▸ Work instructions
Rewrite the records below with every "drop one dot" swapped for "place a single mark", and leave everything else unchanged.

[Items from a dataset]
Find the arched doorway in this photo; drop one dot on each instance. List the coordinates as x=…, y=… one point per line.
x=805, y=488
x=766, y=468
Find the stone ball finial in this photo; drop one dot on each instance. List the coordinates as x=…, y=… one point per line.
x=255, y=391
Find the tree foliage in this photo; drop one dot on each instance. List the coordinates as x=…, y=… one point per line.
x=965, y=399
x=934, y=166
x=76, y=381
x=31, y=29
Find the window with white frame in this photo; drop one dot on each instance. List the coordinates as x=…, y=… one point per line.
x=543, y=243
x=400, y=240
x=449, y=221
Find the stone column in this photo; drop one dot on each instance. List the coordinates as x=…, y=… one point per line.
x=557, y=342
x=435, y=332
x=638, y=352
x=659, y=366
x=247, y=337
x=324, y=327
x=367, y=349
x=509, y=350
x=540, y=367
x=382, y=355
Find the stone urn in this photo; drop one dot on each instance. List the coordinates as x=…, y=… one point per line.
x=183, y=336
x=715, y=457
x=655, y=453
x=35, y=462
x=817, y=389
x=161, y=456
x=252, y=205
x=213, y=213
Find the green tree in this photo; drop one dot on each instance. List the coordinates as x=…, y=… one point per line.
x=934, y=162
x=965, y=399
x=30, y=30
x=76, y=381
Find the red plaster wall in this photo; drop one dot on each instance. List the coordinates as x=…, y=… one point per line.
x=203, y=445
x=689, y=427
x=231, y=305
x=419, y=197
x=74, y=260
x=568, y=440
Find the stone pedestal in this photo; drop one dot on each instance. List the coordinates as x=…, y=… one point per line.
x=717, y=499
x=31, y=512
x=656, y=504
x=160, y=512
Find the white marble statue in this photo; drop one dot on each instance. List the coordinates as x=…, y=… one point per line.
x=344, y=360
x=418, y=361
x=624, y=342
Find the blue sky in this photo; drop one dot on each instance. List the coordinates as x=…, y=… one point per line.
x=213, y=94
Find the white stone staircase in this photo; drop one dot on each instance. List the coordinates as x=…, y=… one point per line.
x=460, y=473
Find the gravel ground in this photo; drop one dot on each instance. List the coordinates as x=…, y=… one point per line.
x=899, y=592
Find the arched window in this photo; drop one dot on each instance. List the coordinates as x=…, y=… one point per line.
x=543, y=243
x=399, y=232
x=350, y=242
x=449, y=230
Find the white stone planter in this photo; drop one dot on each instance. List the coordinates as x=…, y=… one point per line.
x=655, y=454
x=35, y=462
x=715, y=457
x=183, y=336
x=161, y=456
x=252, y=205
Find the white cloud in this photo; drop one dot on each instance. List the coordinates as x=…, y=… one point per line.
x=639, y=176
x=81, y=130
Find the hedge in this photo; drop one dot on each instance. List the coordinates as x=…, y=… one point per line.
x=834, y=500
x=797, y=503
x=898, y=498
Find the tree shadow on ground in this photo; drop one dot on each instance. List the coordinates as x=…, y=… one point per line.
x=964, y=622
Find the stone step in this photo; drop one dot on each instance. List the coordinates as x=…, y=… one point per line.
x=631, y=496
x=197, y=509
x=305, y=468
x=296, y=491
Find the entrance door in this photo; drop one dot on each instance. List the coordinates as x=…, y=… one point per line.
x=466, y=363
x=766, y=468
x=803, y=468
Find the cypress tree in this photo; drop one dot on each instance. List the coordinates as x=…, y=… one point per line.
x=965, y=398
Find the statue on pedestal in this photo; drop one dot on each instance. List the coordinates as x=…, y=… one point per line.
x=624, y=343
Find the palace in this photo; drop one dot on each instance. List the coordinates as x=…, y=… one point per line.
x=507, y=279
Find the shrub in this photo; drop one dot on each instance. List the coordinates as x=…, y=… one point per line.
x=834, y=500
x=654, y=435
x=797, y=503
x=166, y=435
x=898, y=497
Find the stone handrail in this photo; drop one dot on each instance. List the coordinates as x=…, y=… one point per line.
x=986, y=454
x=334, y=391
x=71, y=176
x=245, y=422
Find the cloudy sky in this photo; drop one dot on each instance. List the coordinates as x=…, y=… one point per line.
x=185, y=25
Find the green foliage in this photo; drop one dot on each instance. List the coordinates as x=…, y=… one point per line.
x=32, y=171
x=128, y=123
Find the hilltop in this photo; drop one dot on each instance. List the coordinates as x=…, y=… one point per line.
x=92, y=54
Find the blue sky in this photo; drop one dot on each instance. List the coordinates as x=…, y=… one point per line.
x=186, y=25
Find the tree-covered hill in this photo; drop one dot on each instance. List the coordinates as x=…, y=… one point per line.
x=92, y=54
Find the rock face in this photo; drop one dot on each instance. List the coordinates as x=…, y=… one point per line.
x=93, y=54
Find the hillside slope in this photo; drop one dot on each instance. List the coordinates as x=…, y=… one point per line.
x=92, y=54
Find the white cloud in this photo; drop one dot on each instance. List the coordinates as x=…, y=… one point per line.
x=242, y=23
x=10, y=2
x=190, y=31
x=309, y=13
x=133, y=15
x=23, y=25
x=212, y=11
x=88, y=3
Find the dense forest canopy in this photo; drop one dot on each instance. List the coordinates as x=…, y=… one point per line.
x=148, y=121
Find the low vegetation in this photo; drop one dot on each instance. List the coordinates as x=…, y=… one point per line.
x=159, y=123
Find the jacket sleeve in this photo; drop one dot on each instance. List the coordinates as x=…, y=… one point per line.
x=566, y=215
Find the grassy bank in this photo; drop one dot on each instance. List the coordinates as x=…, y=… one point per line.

▸ Correct result
Find the arched doorway in this photo; place a single mark on each instance. List the coordinates as x=…, y=… one point per line.
x=805, y=488
x=766, y=468
Find the stone ball finial in this photo; place a single mark on each instance. List the coordinates as x=…, y=… one point per line.
x=255, y=391
Find the tree foliage in this photo; place a single mark on each instance. List the coordinates as x=…, y=… one point per line.
x=965, y=399
x=934, y=166
x=76, y=381
x=31, y=29
Find the window with white frame in this photo; place a single mark on each instance. List the coordinates as x=…, y=… one point per line.
x=543, y=243
x=400, y=240
x=449, y=221
Find the stone column in this photo; place a single mark on each instance. List the coordinates as x=…, y=… one point per line.
x=557, y=342
x=435, y=332
x=638, y=352
x=659, y=366
x=247, y=337
x=324, y=327
x=367, y=349
x=509, y=350
x=540, y=367
x=382, y=355
Find the stone urn in this photo; place a single mark on each instance. List the coordinates as x=…, y=… one point per line.
x=183, y=336
x=715, y=457
x=655, y=453
x=35, y=462
x=817, y=389
x=161, y=456
x=252, y=205
x=213, y=213
Find the green tree in this photo; place a single mark on each instance. List the coordinates as x=…, y=… one point per line.
x=934, y=162
x=965, y=399
x=30, y=30
x=76, y=381
Find the red plaster wall in this photo; place a single mark on each instance. List the coordinates as x=…, y=… one point per line.
x=203, y=445
x=689, y=427
x=231, y=305
x=419, y=197
x=74, y=260
x=568, y=440
Find the stone pedestal in this photo; place a single mark on each instance. List the coordinates as x=…, y=… one point per line.
x=717, y=499
x=31, y=512
x=656, y=504
x=160, y=512
Find the white marble statue in this photo; place a single mark on each instance. List the coordinates as x=…, y=… one point per line.
x=344, y=360
x=418, y=361
x=624, y=342
Find the blue sky in this photo; place a single mark on each instance. List the coordinates as x=…, y=… one point per line.
x=213, y=94
Find the white stone staircase in this photo; place a single mark on each instance. List the coordinates as x=…, y=… one point per line.
x=460, y=473
Find the gravel ground in this photo; place a single mark on each instance. List the coordinates as x=…, y=… one point per line.
x=899, y=592
Find the arched window in this photo; place a single mark on each instance. List the coordinates as x=…, y=… one point per line.
x=543, y=243
x=399, y=232
x=350, y=242
x=449, y=230
Find the white stone planter in this photo; place a single mark on each instance. List the coordinates as x=…, y=… one point per line.
x=655, y=454
x=35, y=462
x=715, y=457
x=183, y=336
x=161, y=456
x=252, y=205
Find the white cloud in this photo; place a single mark on each instance. List the coordinates as x=…, y=… one point per line.
x=639, y=176
x=81, y=130
Find the hedge in this photo; place a single mark on each instance. List the coordinates as x=…, y=… one point per line.
x=834, y=500
x=797, y=503
x=898, y=498
Find the tree shadow on ground in this photo; place a single mark on each instance. List the coordinates as x=…, y=… one point per line.
x=964, y=622
Find the stone step in this photo; place a single mark on each instance. List the coordinates as x=…, y=… one point per line.
x=631, y=496
x=197, y=509
x=305, y=468
x=296, y=491
Find the entrance door in this photo; place a single mark on each instance. List the coordinates as x=…, y=… one point per line.
x=466, y=363
x=766, y=468
x=803, y=468
Find the cypress tree in this photo; place a single mark on each instance. List the coordinates as x=…, y=… one point per line.
x=965, y=398
Find the statue on pedestal in this photo; place a single mark on each instance. List the coordinates as x=…, y=… one point per line.
x=624, y=343
Find the palace in this photo; place a single mark on each instance. List the coordinates as x=…, y=… one point per line.
x=507, y=279
Find the shrub in this photo; place a single mark on each instance. List the coordinates as x=…, y=… one point per line.
x=834, y=500
x=654, y=435
x=797, y=503
x=166, y=435
x=898, y=497
Find the stone handrail in this photo; place a single mark on each instance. List the coordinates as x=…, y=… one point per line.
x=986, y=454
x=334, y=391
x=71, y=176
x=245, y=422
Find the cloudy sky in this photo; place a single mark on each instance. List the coordinates as x=…, y=… one point per line.
x=185, y=25
Find the green foliage in this photo; place a single mark on each instance. List the coordinates as x=…, y=… one point per line.
x=32, y=171
x=128, y=123
Find the hilltop in this photo; place a single mark on each instance. List the coordinates as x=…, y=… one point per line.
x=92, y=54
Find the blue sky in this photo; place a single mark on each instance. List the coordinates as x=…, y=… one point per line.
x=186, y=25
Find the tree-covered hill in this photo; place a single mark on each instance. List the coordinates as x=…, y=… one point per line.
x=92, y=54
Find the rock face in this photo; place a single mark on each instance. List the coordinates as x=…, y=… one point per line.
x=93, y=54
Find the hillside slope in this photo; place a single mark on each instance. List the coordinates as x=…, y=… one point per line.
x=92, y=54
Find the white cloud in this photo; place a single mark on each instance. List the coordinates as x=…, y=… one point per line.
x=242, y=23
x=10, y=2
x=190, y=31
x=309, y=13
x=133, y=15
x=23, y=25
x=212, y=11
x=88, y=3
Find the dense forest canopy in this photo; place a single mark on each instance. List the coordinates as x=…, y=… one point per line.
x=148, y=121
Find the low vegetation in this photo; place a single mark on each instance. List the coordinates as x=…, y=… one point per line.
x=159, y=123
Find the jacket sleeve in this photo; place a single mark on each instance. List the coordinates as x=…, y=… one point per line.
x=566, y=215
Find the grassy bank in this photo; place a single mark on each instance. List the coordinates as x=…, y=… one point per line.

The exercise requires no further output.